# Just ordered a Canon 550D, what now?



## ernestoc33 (Mar 12, 2012)

After weeks of debating and careful consideration I finally ordered my new DSLR. I ordered the Canon T3i/550D to replace my old Sony A330.
I've never owned a Canon before, where do I go from here? I mean how do I get the most out of my new Canon?

It should get to my house Friday so I wan't to hit the ground running after being with out a camera for what seems like the longest month of my life lol.


----------



## Overread (Mar 12, 2012)

All you can do right now is wait mostly. You can brush up on the basics of technical theory online and with your A330 and you can read the camera manual online (it should be somewhere in the support/downloads area of the Canon website). After that you can't do all that much cause you don't have the camera


----------



## ecphoto (Mar 12, 2012)

Overread said:


> All you can do right now is wait mostly. You can brush up on the basics of technical theory online and with your A330 and you can read the camera manual online (it should be somewhere in the support/downloads area of the Canon website). After that you can't do all that much cause you don't have the camera


 
I sent both my 35mm and a330 and all lenses and accessories to Adorama for trade in. I'm still waiting on that and I'm still camera-less. Its really hard not being able to take any pictures at all.


----------



## Overread (Mar 12, 2012)

Why are you using two separate accounts?


----------



## ecphoto (Mar 12, 2012)

Overread said:


> Why are you using two separate accounts?


 
Yeah I am. I posted on my phone with my old login. I changed it to match my smugmug URL and forgot to change the user name, sorry for the confusion.


----------

## COMPLETE THE FOLLOWING
(A) Set down, word for word, the part of the forum thread that begins at the words "## ernestoc33 (Mar" and stops after the words "my new Canon?".
(B) Rewrite the entries, beginning at the line that has "Target: shrub" and stopping after the last line of the entries, with "stop sign" replaced by "traffic sign" and nothing else changed. Give only those lines.

## GIVEN RECORDS
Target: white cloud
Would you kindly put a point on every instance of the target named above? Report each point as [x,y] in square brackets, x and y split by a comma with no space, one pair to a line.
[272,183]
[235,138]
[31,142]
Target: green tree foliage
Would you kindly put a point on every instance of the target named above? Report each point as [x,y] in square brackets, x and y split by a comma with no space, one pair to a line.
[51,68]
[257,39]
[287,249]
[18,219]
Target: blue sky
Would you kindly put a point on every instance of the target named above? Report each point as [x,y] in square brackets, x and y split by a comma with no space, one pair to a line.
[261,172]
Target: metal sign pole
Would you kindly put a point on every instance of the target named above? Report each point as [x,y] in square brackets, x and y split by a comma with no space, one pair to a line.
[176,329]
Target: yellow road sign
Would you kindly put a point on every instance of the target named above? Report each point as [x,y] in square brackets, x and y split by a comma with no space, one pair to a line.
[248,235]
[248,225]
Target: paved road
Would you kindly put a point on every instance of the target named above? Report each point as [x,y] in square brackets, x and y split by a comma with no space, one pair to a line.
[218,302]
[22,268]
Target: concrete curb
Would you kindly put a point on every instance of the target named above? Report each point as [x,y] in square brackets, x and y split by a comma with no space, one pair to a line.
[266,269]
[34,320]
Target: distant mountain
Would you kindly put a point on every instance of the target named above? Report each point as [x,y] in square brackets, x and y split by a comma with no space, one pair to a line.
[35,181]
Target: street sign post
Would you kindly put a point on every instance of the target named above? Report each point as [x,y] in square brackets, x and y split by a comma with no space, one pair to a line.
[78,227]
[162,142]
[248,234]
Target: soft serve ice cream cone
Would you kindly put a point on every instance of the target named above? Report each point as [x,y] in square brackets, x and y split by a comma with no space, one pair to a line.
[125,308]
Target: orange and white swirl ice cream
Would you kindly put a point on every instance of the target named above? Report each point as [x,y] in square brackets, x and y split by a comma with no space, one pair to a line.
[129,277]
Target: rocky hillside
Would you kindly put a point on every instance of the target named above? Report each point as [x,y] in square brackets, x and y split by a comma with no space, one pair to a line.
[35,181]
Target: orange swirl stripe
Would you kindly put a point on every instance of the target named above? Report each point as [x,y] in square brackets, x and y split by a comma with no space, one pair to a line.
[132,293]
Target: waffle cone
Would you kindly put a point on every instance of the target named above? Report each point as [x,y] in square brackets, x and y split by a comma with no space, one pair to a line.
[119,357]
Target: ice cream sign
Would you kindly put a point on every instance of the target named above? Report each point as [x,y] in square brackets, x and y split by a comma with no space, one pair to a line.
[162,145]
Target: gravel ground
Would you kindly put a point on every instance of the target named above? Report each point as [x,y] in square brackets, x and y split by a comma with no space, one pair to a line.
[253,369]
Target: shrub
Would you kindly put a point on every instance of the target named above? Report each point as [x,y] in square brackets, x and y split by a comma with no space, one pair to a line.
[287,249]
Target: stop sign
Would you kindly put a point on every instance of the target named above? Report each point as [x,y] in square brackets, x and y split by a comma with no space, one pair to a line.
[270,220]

## ANSWERS BELOW
(A)
## ernestoc33 (Mar 12, 2012)

After weeks of debating and careful consideration I finally ordered my new DSLR. I ordered the Canon T3i/550D to replace my old Sony A330.
I've never owned a Canon before, where do I go from here? I mean how do I get the most out of my new Canon?

(B)
Target: shrub
Would you kindly put a point on every instance of the target named above? Report each point as [x,y] in square brackets, x and y split by a comma with no space, one pair to a line.
[287,249]
Target: traffic sign
Would you kindly put a point on every instance of the target named above? Report each point as [x,y] in square brackets, x and y split by a comma with no space, one pair to a line.
[270,220]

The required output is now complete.